◆ **WHAT IS NEEDED**
Pull out the data from the line with "[locate] pink flower (one point per instance)" up to and including the final line, and copy each line unchanged.

◆ **RAW DATA**

#####

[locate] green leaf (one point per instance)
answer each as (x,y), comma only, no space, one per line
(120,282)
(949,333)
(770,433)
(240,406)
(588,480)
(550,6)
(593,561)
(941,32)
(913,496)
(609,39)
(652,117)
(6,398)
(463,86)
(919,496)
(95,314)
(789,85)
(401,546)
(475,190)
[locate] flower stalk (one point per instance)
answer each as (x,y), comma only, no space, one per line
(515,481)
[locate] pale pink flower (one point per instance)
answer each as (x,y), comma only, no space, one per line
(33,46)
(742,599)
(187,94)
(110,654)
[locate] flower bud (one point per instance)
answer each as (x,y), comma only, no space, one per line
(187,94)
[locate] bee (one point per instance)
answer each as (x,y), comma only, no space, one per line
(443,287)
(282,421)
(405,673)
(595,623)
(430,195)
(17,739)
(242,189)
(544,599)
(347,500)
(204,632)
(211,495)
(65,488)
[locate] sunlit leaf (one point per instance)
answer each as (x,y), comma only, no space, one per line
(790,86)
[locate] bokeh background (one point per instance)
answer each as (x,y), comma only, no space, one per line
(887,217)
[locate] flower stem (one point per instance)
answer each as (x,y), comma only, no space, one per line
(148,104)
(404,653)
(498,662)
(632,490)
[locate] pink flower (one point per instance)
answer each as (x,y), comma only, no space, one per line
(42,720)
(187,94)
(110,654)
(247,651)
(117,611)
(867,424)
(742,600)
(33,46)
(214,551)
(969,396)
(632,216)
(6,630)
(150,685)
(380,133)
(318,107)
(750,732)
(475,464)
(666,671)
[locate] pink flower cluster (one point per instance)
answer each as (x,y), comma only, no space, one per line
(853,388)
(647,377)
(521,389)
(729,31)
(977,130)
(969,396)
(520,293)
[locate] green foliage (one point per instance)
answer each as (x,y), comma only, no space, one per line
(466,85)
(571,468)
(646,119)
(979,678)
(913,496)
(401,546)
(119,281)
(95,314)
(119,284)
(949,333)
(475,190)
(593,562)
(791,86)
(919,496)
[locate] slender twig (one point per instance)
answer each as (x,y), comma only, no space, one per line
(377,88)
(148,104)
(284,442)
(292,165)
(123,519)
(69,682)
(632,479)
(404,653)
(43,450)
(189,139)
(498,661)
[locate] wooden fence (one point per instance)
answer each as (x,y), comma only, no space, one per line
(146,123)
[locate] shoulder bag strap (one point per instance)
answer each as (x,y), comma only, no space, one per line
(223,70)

#####

◆ **WRITTEN SOLUTION**
[locate] pink flower (one point per instance)
answer each as (x,y), comma only, no space, one per line
(42,720)
(187,94)
(110,654)
(247,651)
(117,611)
(867,424)
(742,600)
(33,46)
(214,551)
(969,396)
(632,216)
(6,630)
(150,685)
(380,133)
(318,107)
(750,732)
(475,464)
(666,671)
[locate] pink flower cluster (one point per instance)
answer each as (x,y), comma only, no space, one per line
(853,388)
(647,377)
(521,389)
(729,31)
(977,130)
(969,396)
(520,293)
[locate] green foliage (one point per instance)
answer each as (x,y), comma only, no space, one per line
(466,85)
(571,468)
(646,119)
(979,678)
(913,496)
(401,546)
(119,281)
(95,314)
(119,284)
(949,333)
(475,190)
(593,562)
(791,86)
(919,496)
[locate] slender twig (one point per instance)
answer each as (x,y), comma only, no space, one per line
(377,88)
(148,104)
(284,442)
(292,165)
(123,519)
(69,682)
(632,479)
(404,653)
(43,450)
(189,139)
(498,661)
[locate] wooden fence (one point per instance)
answer each as (x,y), comma only, no space, one per line
(146,123)
[locate] shoulder bag strap (one point per instance)
answer each as (x,y), comma only, no space, one per line
(223,70)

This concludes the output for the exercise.